Exercise
Carry the article on adult ADHD forward from its final line, writing the paragraphs that would come next.

Passage
+ + + +

Common Signs You Might Have Adult ADHD

by Elizabeth Broadbent
Originally Published: 

Adult ADHD isn’t forgetting your keys. It’s not acting spacey, or having trouble matching names to faces, or difficulty concentrating on a conversation. It’s not trouble with social conventions or blurting things out at random or freaking out when confronted with a multi-step task. It doesn’t mean that you don’t know where to start. It doesn’t mean that you get easily overwhelmed by small tasks. It doesn’t mean that adulting is incredibly difficult. It doesn’t mean that you can’t start basic tasks, like laundry, or that you might exist in a swirl of chaos.

Adult ADHD means all these things at once.

There are a lot of misconceptions about adult ADHD. Either people think adults don’t get ADHD at all — that it’s a kids’ condition women manufacture in order to pop methamphetamines for weight loss — or that they, personally, have a raging case of ADHD because they forgot where they put their car keys.

Neither of these things is true.

+ + + +

Data block
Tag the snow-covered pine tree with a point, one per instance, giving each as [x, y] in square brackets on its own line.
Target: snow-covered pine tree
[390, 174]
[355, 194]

+ + + +

Output for this exercise
I wasn’t diagnosed with ADHD until I was 32, but when I was, everything clicked into place. I wasn’t lazy. I wasn’t spacey. I wasn’t nuts, or morally deficient, or somehow broken. I am, instead, non-neurotypical. Literally. My neural pathways are not wired the same way yours are. This is value-neutral. It’s not a sickness or a pathology; it just is. It means I need special drugs to help me function in a world built for neurotypical people. But it doesn’t mean that I’m somehow deficient. I just have ADHD, like 4.4% of the US adult population does. However, unlike an incredible 80% of them, I seek treatment for it. Sound crazy? That’s because most people don’t know they have it.

Maybe you wonder if you’ve got it. While only a doctor can give you real answers, here are some things that, when taken together, may point to adult ADHD, according to some major ADHD experts and symptom tests.

1. You lose things all the things all the time.

Not a few things from time to time. You lose everything. It’s a running joke that you can’t get out of the house without forgetting something. Your diaper bag didn’t contain diapers (like mine). You lock your keys in the car, in the house. I left my car running in the Target parking lot the other day with the keys locked inside them. As Health says, if “losing your cell phone, wallet, or keys is part of your daily routine,” you may be looking at adult ADHD.

2. You have poor time management skills (i.e, you’re always late and so is all your stuff).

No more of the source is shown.